Pelvic Floor Exercises

Pelvic Floor Exercises

Women know they should be doing their pelvic floor exercises. Still, most of us are not confident about how to do them correctly. It helps if you understand what a pelvic floor is and what it does.

The pelvic floor is a series of muscles at the bottom of your pelvis. Their job is to squeeze openings shut and support the organs above them. When you laugh, sneeze, cough or run, there is a downward pressure in your tummy and one of your pelvic floors job is to support the neck of your bladder. If the muscles are not strong enough or coordinated enough to resist the pressure, then you will leak when you do those things.

Pelvic floor exercises encourage your muscles to respond to these pressures with enough force and the right timing to support your bladder and stop you from leaking. A pelvic floor contraction creates a squeeze and lift. The best way to make sure you are working your pelvic floor correctly is to take a deep breath in, sigh out, then squeeze and lift your anus – imagine you are trying to hold in a fart.

The muscles also have to be able to relax so you can pee or poo – so it is essential that you don’t hold your breath when you contract your pelvic floor.

The muscles move up and down as you breathe – if you hold your breath, they can’t relax properly.  A fixed, stiff pelvic floor can cause as many leaks as a weak one.

Pelvic floor exercises will not help a fixed, or “dysfunctional”, pelvic floor. So if the exercises don’t work come to physio clinic and we’ll give you a bunch of other stuff to try.

To get your pelvic floor to contract properly, first of all, find an uninterrupted 10 minutes…that’s the trickiest part.
---
## TASKS TO CARRY OUT
• a. Translate this sentence from the pelvic floor text into Spanish: "A pelvic floor contraction creates a squeeze and lift."
• b. From the pelvic floor text, write out the passage from "Pelvic floor exercises encourage" up to and including "hold in a fart.".
---
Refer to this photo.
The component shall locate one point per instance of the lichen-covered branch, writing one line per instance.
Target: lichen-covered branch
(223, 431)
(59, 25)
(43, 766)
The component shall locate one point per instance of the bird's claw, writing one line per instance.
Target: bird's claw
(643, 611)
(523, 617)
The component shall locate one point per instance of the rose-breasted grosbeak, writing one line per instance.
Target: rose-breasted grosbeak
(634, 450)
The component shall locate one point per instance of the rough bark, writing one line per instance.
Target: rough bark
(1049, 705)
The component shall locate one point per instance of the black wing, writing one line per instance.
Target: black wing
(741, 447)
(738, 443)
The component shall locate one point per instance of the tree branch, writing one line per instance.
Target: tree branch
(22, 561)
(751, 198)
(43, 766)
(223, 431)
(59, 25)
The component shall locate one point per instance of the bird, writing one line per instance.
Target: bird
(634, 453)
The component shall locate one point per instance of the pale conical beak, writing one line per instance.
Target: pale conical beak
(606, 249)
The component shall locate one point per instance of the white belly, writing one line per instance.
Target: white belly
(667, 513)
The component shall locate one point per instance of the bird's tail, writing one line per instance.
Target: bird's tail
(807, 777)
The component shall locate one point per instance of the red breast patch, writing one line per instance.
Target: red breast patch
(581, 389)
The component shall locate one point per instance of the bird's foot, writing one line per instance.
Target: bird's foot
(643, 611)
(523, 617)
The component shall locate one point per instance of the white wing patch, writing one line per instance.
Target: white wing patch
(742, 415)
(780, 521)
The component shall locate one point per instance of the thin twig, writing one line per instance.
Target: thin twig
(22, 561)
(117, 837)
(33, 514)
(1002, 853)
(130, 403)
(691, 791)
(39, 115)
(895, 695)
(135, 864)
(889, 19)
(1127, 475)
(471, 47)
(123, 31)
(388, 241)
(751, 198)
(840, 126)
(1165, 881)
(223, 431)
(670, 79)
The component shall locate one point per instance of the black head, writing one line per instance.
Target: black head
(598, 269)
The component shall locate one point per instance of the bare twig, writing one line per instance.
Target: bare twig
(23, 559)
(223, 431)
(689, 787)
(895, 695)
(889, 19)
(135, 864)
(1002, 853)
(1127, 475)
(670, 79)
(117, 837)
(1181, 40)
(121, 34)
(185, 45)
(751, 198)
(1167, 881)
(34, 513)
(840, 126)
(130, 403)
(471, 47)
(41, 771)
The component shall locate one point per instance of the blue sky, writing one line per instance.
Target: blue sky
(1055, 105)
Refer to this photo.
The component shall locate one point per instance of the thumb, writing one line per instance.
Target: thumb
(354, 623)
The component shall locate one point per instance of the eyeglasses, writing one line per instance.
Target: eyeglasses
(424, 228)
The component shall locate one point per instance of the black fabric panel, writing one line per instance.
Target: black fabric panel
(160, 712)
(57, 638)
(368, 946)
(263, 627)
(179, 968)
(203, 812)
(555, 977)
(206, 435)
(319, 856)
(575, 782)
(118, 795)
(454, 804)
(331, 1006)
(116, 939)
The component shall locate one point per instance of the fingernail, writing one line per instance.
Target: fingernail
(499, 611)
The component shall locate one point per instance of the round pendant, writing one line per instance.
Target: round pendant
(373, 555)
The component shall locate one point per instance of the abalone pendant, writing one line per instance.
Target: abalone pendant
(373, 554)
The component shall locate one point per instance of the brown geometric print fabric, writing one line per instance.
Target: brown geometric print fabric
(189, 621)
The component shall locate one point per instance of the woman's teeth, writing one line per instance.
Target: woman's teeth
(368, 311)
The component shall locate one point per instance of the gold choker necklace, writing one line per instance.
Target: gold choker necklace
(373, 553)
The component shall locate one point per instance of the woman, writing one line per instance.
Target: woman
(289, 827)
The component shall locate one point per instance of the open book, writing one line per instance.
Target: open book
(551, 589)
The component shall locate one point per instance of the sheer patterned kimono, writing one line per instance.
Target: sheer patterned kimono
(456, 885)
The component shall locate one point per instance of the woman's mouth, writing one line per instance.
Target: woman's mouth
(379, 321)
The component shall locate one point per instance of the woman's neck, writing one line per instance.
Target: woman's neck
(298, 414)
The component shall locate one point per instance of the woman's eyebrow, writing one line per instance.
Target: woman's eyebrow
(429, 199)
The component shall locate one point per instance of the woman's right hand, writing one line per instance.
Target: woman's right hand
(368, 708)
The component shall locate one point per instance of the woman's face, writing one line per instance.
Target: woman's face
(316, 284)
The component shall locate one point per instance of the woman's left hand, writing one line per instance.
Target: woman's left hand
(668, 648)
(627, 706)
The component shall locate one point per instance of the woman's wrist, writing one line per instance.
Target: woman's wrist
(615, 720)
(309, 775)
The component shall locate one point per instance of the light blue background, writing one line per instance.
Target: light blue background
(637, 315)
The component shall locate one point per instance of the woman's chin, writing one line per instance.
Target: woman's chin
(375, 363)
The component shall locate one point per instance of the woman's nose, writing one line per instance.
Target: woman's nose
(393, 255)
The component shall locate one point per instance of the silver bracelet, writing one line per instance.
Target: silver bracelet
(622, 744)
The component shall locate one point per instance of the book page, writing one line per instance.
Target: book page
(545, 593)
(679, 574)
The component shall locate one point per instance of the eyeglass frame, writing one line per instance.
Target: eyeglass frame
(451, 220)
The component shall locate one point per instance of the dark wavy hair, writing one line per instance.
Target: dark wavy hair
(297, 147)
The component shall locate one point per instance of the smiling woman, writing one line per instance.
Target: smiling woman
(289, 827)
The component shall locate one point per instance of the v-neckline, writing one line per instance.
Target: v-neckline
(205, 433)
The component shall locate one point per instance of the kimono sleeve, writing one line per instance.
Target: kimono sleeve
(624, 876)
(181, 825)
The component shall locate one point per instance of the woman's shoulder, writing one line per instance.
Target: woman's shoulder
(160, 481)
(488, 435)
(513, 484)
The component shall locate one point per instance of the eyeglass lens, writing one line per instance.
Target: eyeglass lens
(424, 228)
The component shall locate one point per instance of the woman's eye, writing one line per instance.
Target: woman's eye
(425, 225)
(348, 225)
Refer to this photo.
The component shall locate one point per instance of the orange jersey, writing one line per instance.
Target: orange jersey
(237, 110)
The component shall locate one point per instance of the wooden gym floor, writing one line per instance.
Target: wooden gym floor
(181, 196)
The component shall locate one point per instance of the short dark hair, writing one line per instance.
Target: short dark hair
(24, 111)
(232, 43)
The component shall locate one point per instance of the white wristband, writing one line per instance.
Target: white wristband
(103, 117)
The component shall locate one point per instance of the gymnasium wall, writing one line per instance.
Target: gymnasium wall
---
## SOLUTIONS TO THE EXERCISE
• a. Una contracción del suelo pélvico produce una compresión y una elevación.

• b.
Pelvic floor exercises encourage your muscles to respond to these pressures with enough force and the right timing to support your bladder and stop you from leaking. A pelvic floor contraction creates a squeeze and lift. The best way to make sure you are working your pelvic floor correctly is to take a deep breath in, sigh out, then squeeze and lift your anus – imagine you are trying to hold in a fart.